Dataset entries
=== Begin Enclosure ===

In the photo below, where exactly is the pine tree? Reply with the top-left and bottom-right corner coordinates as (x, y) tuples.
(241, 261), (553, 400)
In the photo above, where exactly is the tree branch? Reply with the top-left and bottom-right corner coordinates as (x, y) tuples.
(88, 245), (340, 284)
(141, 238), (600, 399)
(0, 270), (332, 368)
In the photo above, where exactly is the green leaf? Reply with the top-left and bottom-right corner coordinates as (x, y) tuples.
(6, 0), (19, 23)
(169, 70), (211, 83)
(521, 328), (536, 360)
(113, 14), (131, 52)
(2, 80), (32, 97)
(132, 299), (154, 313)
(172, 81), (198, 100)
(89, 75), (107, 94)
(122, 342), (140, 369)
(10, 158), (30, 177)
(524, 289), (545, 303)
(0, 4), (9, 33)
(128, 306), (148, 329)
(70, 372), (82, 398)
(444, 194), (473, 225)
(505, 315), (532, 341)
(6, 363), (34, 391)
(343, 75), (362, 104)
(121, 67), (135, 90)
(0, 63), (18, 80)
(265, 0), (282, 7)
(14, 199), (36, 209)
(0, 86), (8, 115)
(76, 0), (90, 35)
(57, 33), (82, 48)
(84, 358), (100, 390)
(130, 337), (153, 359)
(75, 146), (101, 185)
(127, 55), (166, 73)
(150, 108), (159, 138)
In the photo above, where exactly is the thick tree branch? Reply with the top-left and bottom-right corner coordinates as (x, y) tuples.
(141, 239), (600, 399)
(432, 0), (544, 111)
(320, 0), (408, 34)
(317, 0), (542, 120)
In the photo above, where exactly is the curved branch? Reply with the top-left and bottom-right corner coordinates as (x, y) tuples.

=== End Enclosure ===

:: Work order ::
Write out every entry once more, precisely as it stands.

:: Response ::
In the photo below, where exactly is the pine tree? Reply with the top-left and bottom-right corner coordinates as (x, y) tuples.
(241, 261), (553, 400)
In the photo above, where exactly is the tree branch? Reply with the top-left and bottom-right corner coordinates as (x, y) tuples.
(88, 245), (340, 284)
(141, 238), (600, 399)
(0, 270), (332, 368)
In the photo above, where exactly is the green leaf? Reply with the top-left and bottom-right corner coordinates as (x, y) tuples.
(6, 0), (19, 23)
(169, 70), (211, 83)
(521, 328), (536, 360)
(113, 14), (131, 52)
(2, 80), (32, 97)
(132, 299), (154, 313)
(172, 81), (198, 100)
(89, 75), (107, 94)
(122, 342), (140, 369)
(10, 158), (30, 177)
(524, 289), (545, 303)
(0, 4), (9, 33)
(128, 306), (148, 329)
(70, 372), (82, 398)
(444, 194), (473, 225)
(505, 315), (532, 341)
(6, 363), (34, 391)
(343, 75), (362, 104)
(121, 67), (135, 90)
(0, 63), (18, 80)
(265, 0), (282, 7)
(14, 199), (36, 209)
(0, 86), (8, 115)
(76, 0), (90, 35)
(57, 33), (82, 48)
(84, 358), (100, 390)
(130, 337), (153, 359)
(75, 146), (101, 185)
(127, 55), (166, 73)
(150, 108), (159, 138)
In the photo above, where exactly is the thick tree branch? Reply with the top-left and bottom-right corner coordinates as (x, y) tuples.
(141, 239), (600, 399)
(432, 0), (544, 111)
(320, 0), (408, 34)
(317, 0), (542, 120)
In the photo above, where exactly is the curved branch? Reply with the top-left and bottom-right corner coordinates as (x, y) tuples.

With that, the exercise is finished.